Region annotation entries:
________________

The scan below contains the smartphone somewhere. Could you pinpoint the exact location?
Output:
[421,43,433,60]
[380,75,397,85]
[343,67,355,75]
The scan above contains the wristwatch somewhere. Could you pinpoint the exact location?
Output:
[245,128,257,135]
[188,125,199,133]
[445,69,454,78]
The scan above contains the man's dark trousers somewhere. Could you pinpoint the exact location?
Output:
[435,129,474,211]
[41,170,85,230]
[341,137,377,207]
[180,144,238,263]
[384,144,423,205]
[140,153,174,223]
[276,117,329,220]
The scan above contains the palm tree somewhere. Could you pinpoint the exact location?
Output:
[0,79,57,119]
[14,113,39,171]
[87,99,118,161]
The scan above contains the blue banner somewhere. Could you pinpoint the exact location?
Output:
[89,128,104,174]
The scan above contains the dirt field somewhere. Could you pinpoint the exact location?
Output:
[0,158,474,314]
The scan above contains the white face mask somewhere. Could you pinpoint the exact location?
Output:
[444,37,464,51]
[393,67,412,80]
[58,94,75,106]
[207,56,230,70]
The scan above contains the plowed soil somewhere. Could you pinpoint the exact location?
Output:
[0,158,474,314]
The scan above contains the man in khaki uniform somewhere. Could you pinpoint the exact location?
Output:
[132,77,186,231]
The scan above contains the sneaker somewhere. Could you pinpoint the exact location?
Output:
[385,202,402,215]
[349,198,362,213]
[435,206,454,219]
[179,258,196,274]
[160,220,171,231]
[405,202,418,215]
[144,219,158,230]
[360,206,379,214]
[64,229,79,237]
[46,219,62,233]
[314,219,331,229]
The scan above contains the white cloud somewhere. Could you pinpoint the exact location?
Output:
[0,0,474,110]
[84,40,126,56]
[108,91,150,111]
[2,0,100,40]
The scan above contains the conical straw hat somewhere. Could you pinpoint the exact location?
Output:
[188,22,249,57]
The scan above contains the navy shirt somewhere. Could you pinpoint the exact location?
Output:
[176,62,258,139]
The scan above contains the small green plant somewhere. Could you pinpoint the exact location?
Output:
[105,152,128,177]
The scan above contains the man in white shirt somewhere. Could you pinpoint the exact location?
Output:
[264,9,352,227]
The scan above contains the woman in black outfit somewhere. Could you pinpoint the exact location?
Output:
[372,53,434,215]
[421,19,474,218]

________________

◆ Work to be completed
How many lines in the rows above contain the word "white"? Reply with the number alone.

◆ Task response
3